**Brief**:
Repeat the lines of the records below verbatim, starting with the line containing "In the photograph above, where can the group of people standing" and continuing through the end of the records, both ends included.

(Named object pointing entries)

** START **

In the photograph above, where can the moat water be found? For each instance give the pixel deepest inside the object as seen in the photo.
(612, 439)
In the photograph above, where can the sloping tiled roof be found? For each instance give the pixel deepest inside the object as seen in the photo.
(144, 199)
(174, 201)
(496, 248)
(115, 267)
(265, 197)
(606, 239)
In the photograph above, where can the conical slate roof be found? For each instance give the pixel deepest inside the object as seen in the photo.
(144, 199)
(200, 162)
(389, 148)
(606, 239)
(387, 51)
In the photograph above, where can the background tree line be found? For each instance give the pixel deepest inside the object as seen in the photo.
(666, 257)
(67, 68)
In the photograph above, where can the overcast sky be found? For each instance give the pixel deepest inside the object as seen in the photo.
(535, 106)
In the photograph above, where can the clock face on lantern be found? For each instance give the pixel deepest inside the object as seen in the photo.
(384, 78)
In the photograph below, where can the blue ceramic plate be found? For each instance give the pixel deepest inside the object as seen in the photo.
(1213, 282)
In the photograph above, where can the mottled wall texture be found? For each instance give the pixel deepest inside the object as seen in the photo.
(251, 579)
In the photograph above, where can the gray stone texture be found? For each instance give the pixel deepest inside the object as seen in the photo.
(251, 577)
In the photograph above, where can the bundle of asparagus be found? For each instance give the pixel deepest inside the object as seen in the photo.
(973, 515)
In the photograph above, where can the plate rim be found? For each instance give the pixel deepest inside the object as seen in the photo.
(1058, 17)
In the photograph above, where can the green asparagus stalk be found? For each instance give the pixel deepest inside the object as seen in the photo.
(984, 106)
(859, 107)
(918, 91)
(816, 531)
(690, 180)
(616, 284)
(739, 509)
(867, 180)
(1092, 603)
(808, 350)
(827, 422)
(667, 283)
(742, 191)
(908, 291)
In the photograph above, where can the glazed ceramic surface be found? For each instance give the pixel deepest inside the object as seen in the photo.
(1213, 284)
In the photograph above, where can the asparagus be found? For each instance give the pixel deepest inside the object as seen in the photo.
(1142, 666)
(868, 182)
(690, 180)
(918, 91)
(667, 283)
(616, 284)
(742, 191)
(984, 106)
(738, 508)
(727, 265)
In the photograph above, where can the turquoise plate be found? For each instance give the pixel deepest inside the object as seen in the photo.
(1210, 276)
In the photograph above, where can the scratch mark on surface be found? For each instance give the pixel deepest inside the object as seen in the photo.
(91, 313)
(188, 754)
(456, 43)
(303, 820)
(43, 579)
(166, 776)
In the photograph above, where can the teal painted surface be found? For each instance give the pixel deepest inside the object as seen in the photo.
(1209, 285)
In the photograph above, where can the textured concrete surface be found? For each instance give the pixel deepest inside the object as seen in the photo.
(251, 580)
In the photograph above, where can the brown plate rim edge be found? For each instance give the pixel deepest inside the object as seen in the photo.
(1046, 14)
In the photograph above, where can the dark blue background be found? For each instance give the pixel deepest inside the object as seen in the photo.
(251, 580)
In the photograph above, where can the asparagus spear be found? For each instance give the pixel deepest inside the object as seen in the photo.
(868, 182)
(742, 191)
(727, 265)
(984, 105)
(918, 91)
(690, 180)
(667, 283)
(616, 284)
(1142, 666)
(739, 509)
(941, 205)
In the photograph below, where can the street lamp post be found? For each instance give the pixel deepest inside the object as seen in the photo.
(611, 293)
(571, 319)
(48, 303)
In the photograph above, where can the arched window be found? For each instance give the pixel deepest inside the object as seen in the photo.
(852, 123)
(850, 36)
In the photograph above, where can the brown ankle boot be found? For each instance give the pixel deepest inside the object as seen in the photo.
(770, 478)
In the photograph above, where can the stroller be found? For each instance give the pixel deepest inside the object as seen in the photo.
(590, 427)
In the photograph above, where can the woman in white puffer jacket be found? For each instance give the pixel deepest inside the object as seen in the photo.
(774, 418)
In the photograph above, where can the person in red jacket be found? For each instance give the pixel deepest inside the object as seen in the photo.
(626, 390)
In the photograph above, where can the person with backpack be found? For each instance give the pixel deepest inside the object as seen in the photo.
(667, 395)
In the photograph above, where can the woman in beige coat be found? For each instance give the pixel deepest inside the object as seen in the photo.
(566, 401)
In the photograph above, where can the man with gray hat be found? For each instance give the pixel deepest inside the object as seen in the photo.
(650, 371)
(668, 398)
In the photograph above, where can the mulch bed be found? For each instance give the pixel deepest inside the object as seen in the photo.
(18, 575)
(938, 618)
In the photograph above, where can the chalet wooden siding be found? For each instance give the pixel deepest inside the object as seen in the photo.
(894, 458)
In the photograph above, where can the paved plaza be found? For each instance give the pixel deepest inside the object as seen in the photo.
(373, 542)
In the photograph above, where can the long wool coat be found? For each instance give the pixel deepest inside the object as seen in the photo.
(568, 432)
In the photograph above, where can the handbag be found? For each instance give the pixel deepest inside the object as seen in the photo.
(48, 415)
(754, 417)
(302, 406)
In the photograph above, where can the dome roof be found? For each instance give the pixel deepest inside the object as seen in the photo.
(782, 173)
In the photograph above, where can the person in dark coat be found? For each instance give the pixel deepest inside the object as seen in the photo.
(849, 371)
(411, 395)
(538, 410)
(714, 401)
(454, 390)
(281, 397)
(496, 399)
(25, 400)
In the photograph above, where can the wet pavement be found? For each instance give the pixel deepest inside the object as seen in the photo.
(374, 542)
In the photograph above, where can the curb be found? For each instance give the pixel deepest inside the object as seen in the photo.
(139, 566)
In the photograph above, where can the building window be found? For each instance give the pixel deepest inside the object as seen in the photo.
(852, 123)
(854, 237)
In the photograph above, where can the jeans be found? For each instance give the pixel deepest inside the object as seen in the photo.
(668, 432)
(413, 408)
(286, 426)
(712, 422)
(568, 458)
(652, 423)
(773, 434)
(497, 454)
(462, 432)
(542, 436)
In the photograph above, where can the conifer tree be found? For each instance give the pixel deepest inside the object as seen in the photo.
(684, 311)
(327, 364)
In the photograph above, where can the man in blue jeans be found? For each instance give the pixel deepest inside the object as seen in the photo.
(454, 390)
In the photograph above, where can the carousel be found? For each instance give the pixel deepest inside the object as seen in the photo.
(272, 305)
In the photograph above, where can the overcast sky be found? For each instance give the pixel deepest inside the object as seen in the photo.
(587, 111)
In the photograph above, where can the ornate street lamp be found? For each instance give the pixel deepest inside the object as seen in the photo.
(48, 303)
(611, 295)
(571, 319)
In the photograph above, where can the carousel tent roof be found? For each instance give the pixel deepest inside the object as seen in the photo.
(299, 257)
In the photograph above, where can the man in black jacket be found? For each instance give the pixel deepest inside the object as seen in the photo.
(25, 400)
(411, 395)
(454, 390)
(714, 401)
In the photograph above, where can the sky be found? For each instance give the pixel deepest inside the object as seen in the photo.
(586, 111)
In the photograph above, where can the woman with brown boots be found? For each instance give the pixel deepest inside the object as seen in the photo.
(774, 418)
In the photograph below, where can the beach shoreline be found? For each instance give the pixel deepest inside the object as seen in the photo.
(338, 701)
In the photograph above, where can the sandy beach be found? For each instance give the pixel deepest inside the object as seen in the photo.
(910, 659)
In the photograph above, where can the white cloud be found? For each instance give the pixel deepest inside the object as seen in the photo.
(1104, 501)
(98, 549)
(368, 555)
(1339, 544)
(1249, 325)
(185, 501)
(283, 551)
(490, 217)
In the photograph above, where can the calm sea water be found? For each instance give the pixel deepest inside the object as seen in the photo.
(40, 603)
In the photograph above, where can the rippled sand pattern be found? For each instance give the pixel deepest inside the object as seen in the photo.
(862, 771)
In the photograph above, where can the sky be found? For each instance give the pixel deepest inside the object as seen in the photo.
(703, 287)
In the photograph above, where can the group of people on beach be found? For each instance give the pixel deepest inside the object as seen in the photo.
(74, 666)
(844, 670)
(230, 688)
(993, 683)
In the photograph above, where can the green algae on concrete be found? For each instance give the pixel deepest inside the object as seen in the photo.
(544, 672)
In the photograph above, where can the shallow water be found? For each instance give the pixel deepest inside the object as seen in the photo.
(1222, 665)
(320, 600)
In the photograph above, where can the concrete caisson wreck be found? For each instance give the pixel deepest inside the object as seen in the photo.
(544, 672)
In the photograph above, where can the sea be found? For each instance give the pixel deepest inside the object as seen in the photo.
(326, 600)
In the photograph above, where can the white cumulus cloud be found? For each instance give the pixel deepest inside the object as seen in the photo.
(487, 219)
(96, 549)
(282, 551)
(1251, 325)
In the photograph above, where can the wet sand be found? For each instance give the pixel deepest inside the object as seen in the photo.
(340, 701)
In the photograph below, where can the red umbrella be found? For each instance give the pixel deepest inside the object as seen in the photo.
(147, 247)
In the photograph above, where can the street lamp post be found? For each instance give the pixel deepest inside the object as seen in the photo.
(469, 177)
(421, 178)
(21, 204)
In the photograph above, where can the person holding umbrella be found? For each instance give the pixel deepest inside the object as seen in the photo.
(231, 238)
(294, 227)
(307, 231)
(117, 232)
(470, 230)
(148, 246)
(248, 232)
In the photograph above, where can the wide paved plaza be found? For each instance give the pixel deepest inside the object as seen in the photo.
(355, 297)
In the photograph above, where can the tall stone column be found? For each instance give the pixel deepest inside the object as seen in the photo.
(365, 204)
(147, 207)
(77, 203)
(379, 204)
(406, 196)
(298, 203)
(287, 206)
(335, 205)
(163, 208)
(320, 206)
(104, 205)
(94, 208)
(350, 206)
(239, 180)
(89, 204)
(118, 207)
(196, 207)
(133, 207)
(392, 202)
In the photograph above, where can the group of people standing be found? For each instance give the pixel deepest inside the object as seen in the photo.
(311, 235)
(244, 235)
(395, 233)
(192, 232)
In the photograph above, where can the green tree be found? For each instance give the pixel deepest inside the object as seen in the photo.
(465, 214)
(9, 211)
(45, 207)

** END **

**Answer to the exercise**:
In the photograph above, where can the group of people standing be found? For each instance give the pixel deepest inside the object as seen in the photo.
(311, 235)
(244, 235)
(395, 233)
(192, 232)
In the photograph above, where can the green tree be found? For each instance give the pixel deepest inside the object as seen in the photo.
(465, 214)
(9, 211)
(45, 207)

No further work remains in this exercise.